Segment Open

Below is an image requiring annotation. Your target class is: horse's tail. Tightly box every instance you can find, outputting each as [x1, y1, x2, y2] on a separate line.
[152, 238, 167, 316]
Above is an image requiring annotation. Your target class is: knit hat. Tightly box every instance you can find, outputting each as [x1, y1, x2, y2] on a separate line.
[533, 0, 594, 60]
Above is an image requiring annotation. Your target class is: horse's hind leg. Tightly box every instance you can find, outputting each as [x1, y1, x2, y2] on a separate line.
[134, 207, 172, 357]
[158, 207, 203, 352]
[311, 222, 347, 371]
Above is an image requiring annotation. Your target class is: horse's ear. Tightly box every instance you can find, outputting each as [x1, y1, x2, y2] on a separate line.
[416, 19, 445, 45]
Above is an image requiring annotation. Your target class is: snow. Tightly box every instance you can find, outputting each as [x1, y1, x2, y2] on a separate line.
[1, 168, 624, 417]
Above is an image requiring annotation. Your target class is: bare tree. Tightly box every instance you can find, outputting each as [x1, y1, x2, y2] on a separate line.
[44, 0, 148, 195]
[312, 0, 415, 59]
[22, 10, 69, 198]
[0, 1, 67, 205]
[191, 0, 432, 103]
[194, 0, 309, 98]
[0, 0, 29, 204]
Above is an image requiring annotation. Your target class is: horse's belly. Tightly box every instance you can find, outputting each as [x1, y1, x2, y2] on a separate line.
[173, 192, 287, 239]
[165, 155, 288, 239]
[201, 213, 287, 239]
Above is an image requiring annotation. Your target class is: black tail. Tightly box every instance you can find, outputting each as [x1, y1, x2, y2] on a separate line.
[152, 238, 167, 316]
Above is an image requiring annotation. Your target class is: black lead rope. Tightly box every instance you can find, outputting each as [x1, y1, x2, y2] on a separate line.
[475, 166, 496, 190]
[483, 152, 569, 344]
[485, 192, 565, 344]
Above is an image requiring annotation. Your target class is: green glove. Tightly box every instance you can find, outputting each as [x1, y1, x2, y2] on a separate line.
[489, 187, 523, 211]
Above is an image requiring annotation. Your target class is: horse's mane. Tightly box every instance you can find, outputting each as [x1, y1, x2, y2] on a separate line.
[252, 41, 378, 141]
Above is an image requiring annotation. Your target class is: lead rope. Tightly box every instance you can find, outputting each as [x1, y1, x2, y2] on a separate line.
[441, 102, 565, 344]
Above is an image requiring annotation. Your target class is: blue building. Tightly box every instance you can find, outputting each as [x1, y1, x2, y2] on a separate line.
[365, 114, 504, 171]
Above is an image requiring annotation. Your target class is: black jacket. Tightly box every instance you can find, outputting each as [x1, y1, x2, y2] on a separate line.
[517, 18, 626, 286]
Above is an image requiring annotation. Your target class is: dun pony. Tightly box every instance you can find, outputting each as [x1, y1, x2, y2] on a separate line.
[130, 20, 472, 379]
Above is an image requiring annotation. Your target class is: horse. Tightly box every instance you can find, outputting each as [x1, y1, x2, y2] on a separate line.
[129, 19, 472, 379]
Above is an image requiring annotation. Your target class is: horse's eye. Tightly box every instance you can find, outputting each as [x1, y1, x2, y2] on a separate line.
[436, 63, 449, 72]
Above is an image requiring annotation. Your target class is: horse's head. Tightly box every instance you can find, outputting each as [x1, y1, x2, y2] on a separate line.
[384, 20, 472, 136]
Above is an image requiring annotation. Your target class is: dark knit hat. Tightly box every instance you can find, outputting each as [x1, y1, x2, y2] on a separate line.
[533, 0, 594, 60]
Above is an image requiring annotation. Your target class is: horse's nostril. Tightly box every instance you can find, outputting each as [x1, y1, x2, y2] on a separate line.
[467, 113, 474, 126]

Segment Closed

## Work instructions
Set down the listing above in full, please, exactly as it appears.

## Solution below
Below is an image requiring annotation. Your target class is: horse's tail. Tightly box every instance you can find, outputting each as [x1, y1, x2, y2] on a separate line.
[152, 238, 167, 316]
Above is an image requiring annotation. Your target class is: knit hat. Tightly box every instance you can find, outputting each as [x1, y1, x2, y2] on a separate line.
[533, 0, 594, 60]
Above is an image requiring annotation. Your target class is: horse's hind leg. Tightly box every instance you can find, outputting each as [x1, y1, x2, y2] on a separate line.
[134, 207, 172, 357]
[158, 207, 203, 352]
[311, 222, 347, 371]
Above is an image requiring annotation. Your target class is: horse's ear. Tightly box every instance you can find, outputting each as [x1, y1, x2, y2] on a separate line.
[416, 19, 445, 45]
Above is an image requiring annotation. Your target class is: snow. Tightly box every instance you can find, outputting each as [x1, y1, x2, y2] on a separate line.
[1, 168, 624, 417]
Above is an image requiring annotation. Your target class is: bare tree. Tightly box every instance you can find, outputting each as [x1, y1, x2, y2] on a separate line.
[44, 0, 148, 195]
[312, 0, 415, 59]
[22, 10, 69, 198]
[0, 1, 67, 205]
[191, 0, 432, 103]
[194, 0, 309, 98]
[0, 0, 29, 204]
Above is an image requiring annotation. Your target class is: horse's belly. Tightly box every instance you can find, outputting each as [x1, y1, x2, y2] on a separate line.
[173, 192, 287, 239]
[165, 155, 288, 239]
[201, 213, 287, 239]
Above is an image requiring annotation. Your target class is: black tail. Tightly box every instance you can find, outputting each as [x1, y1, x2, y2] on a separate line.
[152, 238, 167, 316]
Above is an image requiring annotation. Your target class is: black lead rope. Tightly box every instance you can find, outputting each as [x1, y1, x2, y2] on a separate line.
[475, 166, 496, 190]
[483, 152, 569, 344]
[485, 192, 565, 344]
Above is an image requiring annotation. Your target class is: green glove. Tightly box every instance you can find, outputting each as [x1, y1, x2, y2] on a separate line.
[489, 187, 523, 211]
Above is an image requiring annotation. Your target class is: horse's mane. Tightly box every instance you can find, outputting each as [x1, y1, x2, y2] on a separate line.
[252, 41, 378, 141]
Above is an image requiring annotation. Your target class is: lead rope. Tightly box every instance you can find, outputting each as [x1, y1, x2, y2] on a separate line.
[441, 102, 565, 344]
Above is an image requiring annotation. Your target class is: blue building. Tightly box every instance you can find, outputting each as [x1, y1, x2, y2] on a separate line.
[365, 114, 504, 171]
Above is an image requiring annotation. Your target class is: black jacket. Tightly box every instance you can find, outputting each as [x1, y1, x2, y2] on a separate line.
[517, 18, 626, 286]
Above is an image requiring annotation. Your target class is: dun pony. Tightly box every instance you can find, outputting each as [x1, y1, x2, y2] on a separate line.
[130, 20, 472, 379]
Above is an image requiring annotation. Your target class is: horse. Tightly box every instance you can find, outputting each as [x1, y1, x2, y2] on a separate line.
[129, 19, 472, 379]
Above is an image requiring annotation. Your target class is: horse's eye. Tightly box every instance you can find, outputting each as [x1, y1, x2, y2] on a separate line.
[436, 63, 449, 72]
Above is an image requiring annotation. Your target class is: horse's head. Tightly box every instance you can find, outputting each as [x1, y1, x2, y2] on a separate line.
[384, 20, 472, 136]
Above is an image requiring annotation. Your target class is: dark knit hat. Tightly box every instance you can find, outputting each as [x1, y1, x2, y2] on a separate line.
[533, 0, 594, 60]
Above is an image requiring annotation. Your target class is: horse's nostril. Tightly box every instance you can find, outputting each as [x1, y1, x2, y2] on a separate line.
[467, 113, 474, 126]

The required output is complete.